As an attorney with the Washington firm of Hogan & Hartson LLP, John G. Roberts Jr. would often join former Senator J. William Fulbright, now deceased, and other regulars around a cafeteria lunch table. The so-called Fulbright Table was a tradition at the firm, a forum for lively give-and-take that included lawyers of all political stripes. "They would have great political debates, then part as friends," recalls David G. Leitch, general counsel at Ford Motor Co. (F) and a Hogan alum. "I don't think John has made any enemies in his two decades in Washington, which is really something."

No enemies? Now comes the true test. As President George W. Bush's first nominee for the Supreme Court, Roberts -- now a judge on the nation's No. 2 bench, the U.S. Court of Appeals for the District of Columbia Circuit -- is already under intense scrutiny. Activists from the Left and Right are poring over Roberts' opinions, his arguments in court, and his list of former clients for clues as to what type of judge he might be.

BUSINESS BACKGROUND

One group that's certain to be pleased: Big Business. During his 13 years with Hogan, Roberts worked for a range of corporate clients -- from Chrysler and Toyota to a tiny California signmaker, TrafFix Devices -- on patent, environmental, employment, discrimination, and antitrust cases. If Roberts is confirmed -- as expected -- he'll be the first justice with deep experience in the issues that govern business in America since Lewis F. Powell Jr. retired in 1987. Roberts' legal peers say he truly understands business. "The justices who have this kind of background are few and far between," says Mark I. Levy, an appellate lawyer at Kilpatrick Stockton LLP and a Democrat. "John brings firsthand personal experience and will understand [companies'] legitimate concerns and practical problems. He broadens the experience base of the court."

That experience could help determine the range of cases the court takes on. Today's Supremes tend to shy away from business issues (BW -- July 25) unless they're confronted with clear conflicts among courts of appeals in the 11 circuits. That frustrates business, which often finds itself bound by default by a bad ruling in a single circuit. "If the Ninth Circuit comes up with a questionable rule, it's hard to tell business to comply only" in the West, says Levy. "John will be able to shed light why these business concerns are legitimate and important" for the court to consider.

That's not the only reason executives are celebrating Bush's choice. Even before Roberts enters the chambers on Capitol Hill, his nomination is changing the mood in Washington. Corporate lobbyists who feared a bloodbath over a strongly ideological nominee now hope Congress will quickly clear Roberts' confirmation and move on to other issues, including energy, terrorism insurance, and pension reform. In particular, the Senate Judiciary Committee -- first stop for any court appointment -- could soon be free to deal with data security and asbestos reform, "where committee members' expertise and time will be needed," says Kim N. Wallace, managing director for Lehman Brothers Inc. (LEH) Washington Research.

> [Dataset content]

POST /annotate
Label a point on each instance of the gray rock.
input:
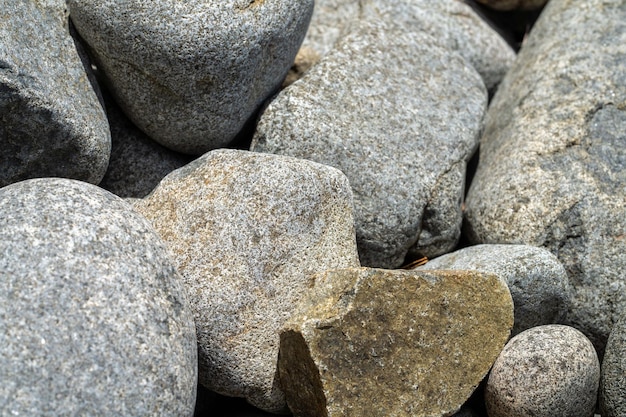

> [Directives]
A - According to the article on John G. Roberts Jr., how many years did Roberts spend with Hogan & Hartson?
B - Using the article on John G. Roberts Jr., decide whether each statement agrees with it, and give the deciding words: (i) The Fulbright Table included lawyers of all political stripes. (ii) Lewis F. Powell Jr. retired from the court in 1995. (iii) Mark I. Levy is a Republican.
C - Write out the passage of the article on John G. Roberts Jr. that begins at the words "No enemies? Now" and stops after "he might be.".
The material has no connection to the article on John G. Roberts Jr.

> [Answer list]
A - 13 years.

B -
(i) Yes: "a forum for lively give-and-take that included lawyers of all political stripes."
(ii) No: "since Lewis F. Powell Jr. retired in 1987."
(iii) No: "an appellate lawyer at Kilpatrick Stockton LLP and a Democrat."

C -
No enemies? Now comes the true test. As President George W. Bush's first nominee for the Supreme Court, Roberts -- now a judge on the nation's No. 2 bench, the U.S. Court of Appeals for the District of Columbia Circuit -- is already under intense scrutiny. Activists from the Left and Right are poring over Roberts' opinions, his arguments in court, and his list of former clients for clues as to what type of judge he might be.